General terms and conditions
The following General Terms and Conditions (hereinafter referred to as GTC) shall apply to all contracts and other business relationships that we, the company Wentronic Solutions GmbH (hereinafter referred to as Supplier) enter into with our customers and other business partners (hereinafter referred to as Purchaser) for the purpose of delivering goods, providing services and executing other agreements.
1.1 These GTC shall apply exclusively. Any deviating terms and conditions of the Purchaser are hereby expressly rejected. Deviating terms and conditions of the Purchaser shall not apply even if the Supplier does not separately object to them again in the individual case. Deviating terms and conditions of the Purchaser shall only apply if the Supplier has agreed to them in writing in the individual case.
1.2 The GTC of the Supplier shall also become part of future transactions in the version applicable‚ at the time of the conclusion of the respective contract, provided that reference to such validity has been made in the order confirmation at the latest.
2.1 The contract shall be concluded when the Supplier sends the Purchaser a corresponding order confirmation in response to the Purchaser‘s order.
2.2 All offer prices are pure net prices and are ex warehouse Braunschweig plus the statutory value added tax.
2.3 Unless expressly agreed otherwise, the Supplier‘s offers are non-binding and subject to change and the Supplier reserves the right to make reasonable price changes.
3.1 The Customer shall be obliged to accept the ordered goods. The obligation to accept is a primary obligation. If the Purchaser refuses acceptance without justification, the Supplier shall in particular be entitled to all rights under §§ 280 et seq. BGB (German Civil Code).

◆ ◆ ◆ ◆

PARTS OF THE EXERCISE:
A - Reproduce the general terms and conditions starting at "1.2 The GTC" and ending at "value added tax.", with "order confirmation" swapped for "confirmation of order".
B - Extend the general terms and conditions beyond their final clause, keeping the same numbering and legal style.

◆ ◆ ◆ ◆

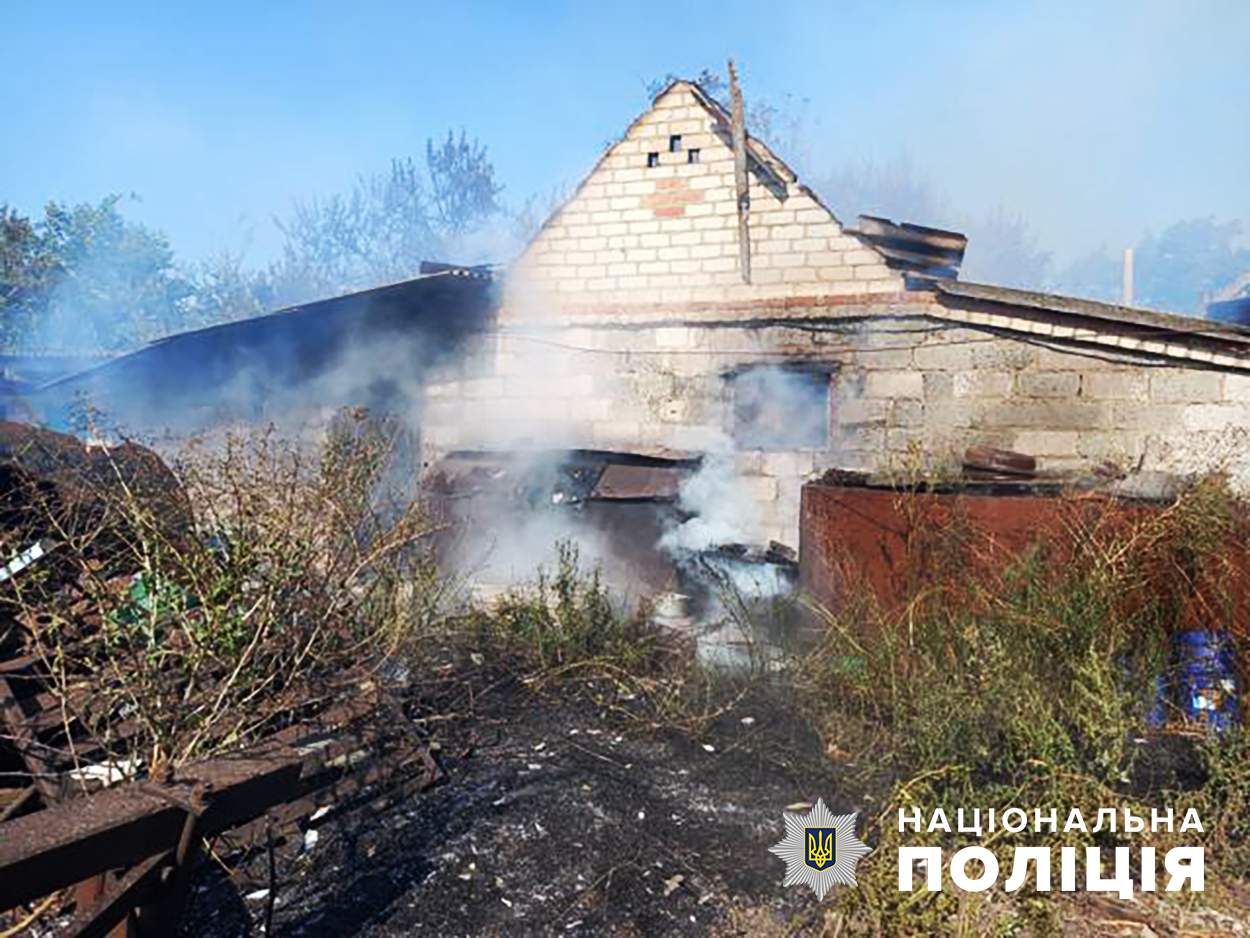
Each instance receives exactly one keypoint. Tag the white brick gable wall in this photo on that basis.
(635, 233)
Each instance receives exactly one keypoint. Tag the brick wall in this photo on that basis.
(903, 383)
(669, 233)
(628, 310)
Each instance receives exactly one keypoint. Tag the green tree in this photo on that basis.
(1179, 270)
(388, 223)
(85, 278)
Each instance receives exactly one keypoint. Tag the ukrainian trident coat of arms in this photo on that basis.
(820, 849)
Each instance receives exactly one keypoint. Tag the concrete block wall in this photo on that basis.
(918, 385)
(626, 310)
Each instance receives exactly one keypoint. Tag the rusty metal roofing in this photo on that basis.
(1140, 320)
(916, 249)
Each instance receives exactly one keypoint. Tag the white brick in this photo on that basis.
(894, 384)
(1216, 417)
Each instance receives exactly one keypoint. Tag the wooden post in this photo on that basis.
(1128, 277)
(740, 180)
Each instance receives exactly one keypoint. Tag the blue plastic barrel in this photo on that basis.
(1206, 678)
(1149, 707)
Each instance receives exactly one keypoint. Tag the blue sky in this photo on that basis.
(1094, 120)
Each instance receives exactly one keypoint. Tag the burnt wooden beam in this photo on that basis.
(741, 181)
(75, 841)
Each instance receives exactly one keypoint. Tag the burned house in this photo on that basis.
(295, 367)
(658, 309)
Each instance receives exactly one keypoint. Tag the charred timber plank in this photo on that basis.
(15, 664)
(121, 826)
(111, 909)
(23, 738)
(13, 804)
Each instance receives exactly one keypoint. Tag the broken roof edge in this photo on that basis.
(283, 313)
(1145, 323)
(763, 154)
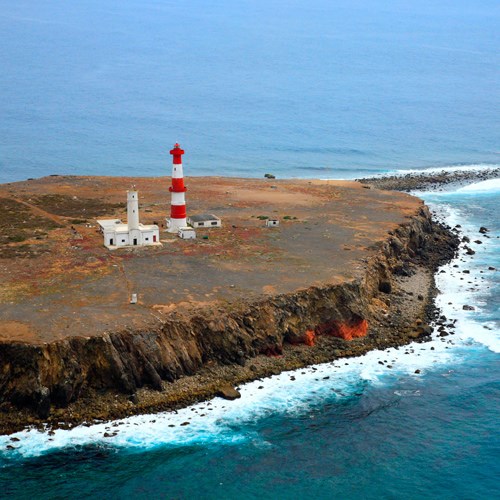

◆ ◆ ◆ ◆

RESPONSE LIST:
A -
1.2 The GTC of the Supplier shall also become part of future transactions in the version applicable‚ at the time of the conclusion of the respective contract, provided that reference to such validity has been made in the confirmation of order at the latest.
2.1 The contract shall be concluded when the Supplier sends the Purchaser a corresponding confirmation of order in response to the Purchaser‘s order.
2.2 All offer prices are pure net prices and are ex warehouse Braunschweig plus the statutory value added tax.

B -
3.2 Stated delivery periods and deadlines are only indicative and shall therefore be deemed to have been agreed only approximately (approximate deadlines).
3.3 Partial deliveries are permissible.
3.4 Unforeseen obstacles to delivery for which the Supplier is not responsible, such as force majeure, strikes, operational disruptions in the Supplier‘s own business or that of the upstream supplier, transport difficulties, etc., shall entitle the Supplier to postpone delivery for the duration of the obstacle or to withdraw from the contract in whole or in part. In the event of non-availability of
the ordered goods, the Supplier shall inform the Purchaser thereof without undue delay and reimburse him without undue delay for any counter-performance already rendered.
4.1 The goods shall be shipped via a carrier or forwarder to be selected by the Supplier. The risk shall pass to the Purchaser as soon as the consignment has been handed over to the carrier or forwarder, but at the latest when it leaves the Supplier‘s warehouse, even if the Supplier carries out the shipment itself. Therefore, any order placed by the Purchaser shall be a sale by shipment requested by the Purchaser.
4.2 At the request and expense of the Purchaser, the Supplier shall insure the goods against transport risks.
4.3 In the case of shipment abroad, the Supplier shall, in addition to these GTC, only be obliged to provide the goods or services „EXW (EX Works)“ in accordance with the Incoterms in the current version, unless another type of provision obligation has been agreed.
4.4 Postage and packaging costs shall always be charged separately to the Purchaser.
5.1 Unless another method of payment has been agreed, the invoice amount shall be paid to the Supplier immediately upon receipt of the invoice without any deductions and without regard to any notices of defects. If the Purchaser is in default of payment, it may be charged interest on arrears from that date at a rate of 9 percentage points above the respective prime rate as well as EUR 5.00 per written reminder. The supplier reserves the right to prove further damages.
5.2 A payment shall only be deemed to have been made when the Supplier can dispose of the amount. Payment by check is excluded.
5.3 In the case of SEPA direct debit mandates, the Supplier shall be permitted to send the Purchaser the announcement (pre-notification) as to when it will debit which amount from the Purchaser‘s bank account within the minimum period, i.e. no later than one business day (24 hours) before the debit.
5.4 Invoices of the supplier for services and special orders are due immediately without deduction upon receipt.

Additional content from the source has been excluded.